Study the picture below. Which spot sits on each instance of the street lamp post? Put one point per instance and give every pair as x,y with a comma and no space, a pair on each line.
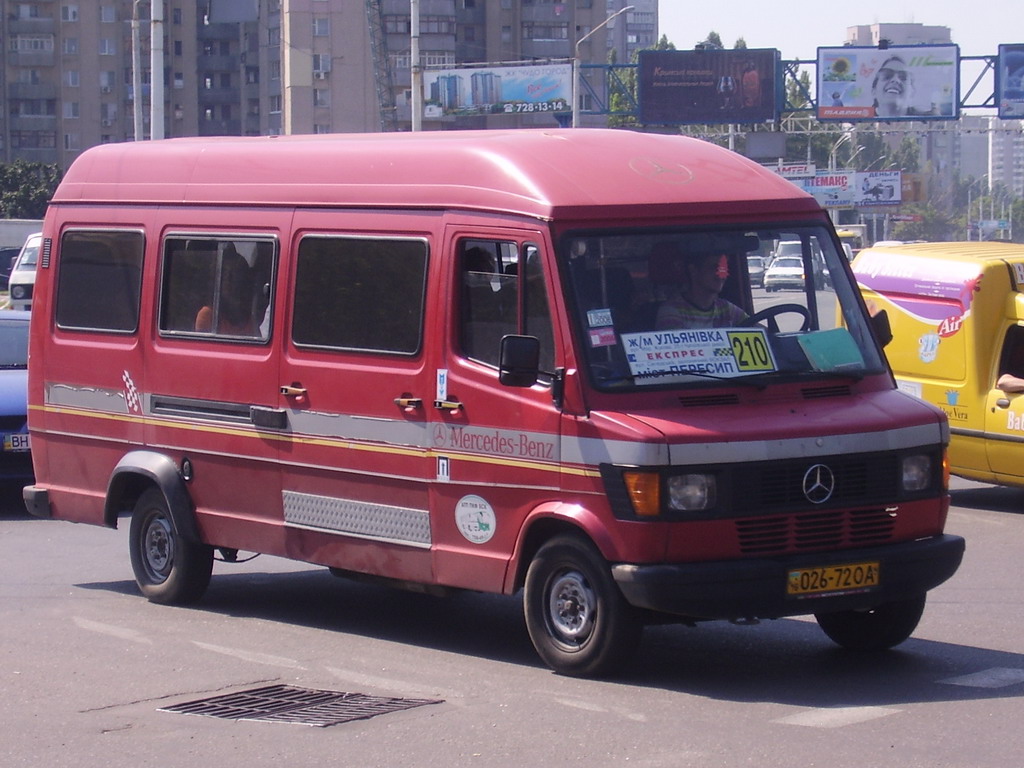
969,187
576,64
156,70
──────
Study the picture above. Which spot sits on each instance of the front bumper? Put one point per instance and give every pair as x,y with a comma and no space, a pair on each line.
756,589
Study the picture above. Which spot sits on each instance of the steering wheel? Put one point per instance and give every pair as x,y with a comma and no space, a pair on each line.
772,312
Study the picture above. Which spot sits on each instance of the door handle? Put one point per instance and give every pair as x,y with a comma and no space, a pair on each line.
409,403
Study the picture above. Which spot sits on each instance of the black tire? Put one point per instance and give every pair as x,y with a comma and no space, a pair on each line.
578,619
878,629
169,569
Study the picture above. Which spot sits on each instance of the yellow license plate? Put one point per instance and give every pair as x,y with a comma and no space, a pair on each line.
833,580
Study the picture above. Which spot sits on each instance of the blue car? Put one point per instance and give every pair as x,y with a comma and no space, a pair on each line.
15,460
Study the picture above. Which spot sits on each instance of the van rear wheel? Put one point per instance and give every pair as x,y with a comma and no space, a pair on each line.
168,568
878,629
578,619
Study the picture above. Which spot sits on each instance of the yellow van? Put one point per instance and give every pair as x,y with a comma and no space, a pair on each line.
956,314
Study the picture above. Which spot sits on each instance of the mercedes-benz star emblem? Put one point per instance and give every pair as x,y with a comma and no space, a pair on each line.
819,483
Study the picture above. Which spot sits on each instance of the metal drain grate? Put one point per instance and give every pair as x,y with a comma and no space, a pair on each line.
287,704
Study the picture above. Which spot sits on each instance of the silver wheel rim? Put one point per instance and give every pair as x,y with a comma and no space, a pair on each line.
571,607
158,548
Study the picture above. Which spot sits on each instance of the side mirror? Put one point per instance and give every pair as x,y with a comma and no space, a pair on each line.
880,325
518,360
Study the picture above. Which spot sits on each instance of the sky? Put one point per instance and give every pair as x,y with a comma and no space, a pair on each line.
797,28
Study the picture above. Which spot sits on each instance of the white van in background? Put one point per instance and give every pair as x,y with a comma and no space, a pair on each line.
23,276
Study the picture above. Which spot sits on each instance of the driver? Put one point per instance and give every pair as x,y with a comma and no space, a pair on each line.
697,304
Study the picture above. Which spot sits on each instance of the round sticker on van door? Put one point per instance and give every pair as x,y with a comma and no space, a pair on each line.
──────
→ **Do this**: Repeat the material word for word, from the line with "of the sky?" to the line with "of the round", including both of those lines.

→ **The output**:
Study the picture above. Which spot sits on each instance of the sky? Put one point per instance and give every pair as x,y with a comma and no space, a pair on each line.
797,28
Study the picture above. Which spot sits on each instance of the white van in background? Put one point per instance and give every pair as x,y with a comma and no space, a pair on each line.
23,276
Study the picture above. Which spot sits on each instance of the driver? Put one point per instance and give every pair as x,y with a comma and no space, a pair on each line.
697,304
Study the picture above. Which spot sits on each instance of the round sticker on van door? Put one point per instance and give every pair as x,y with a comma and no space, a pair on each line.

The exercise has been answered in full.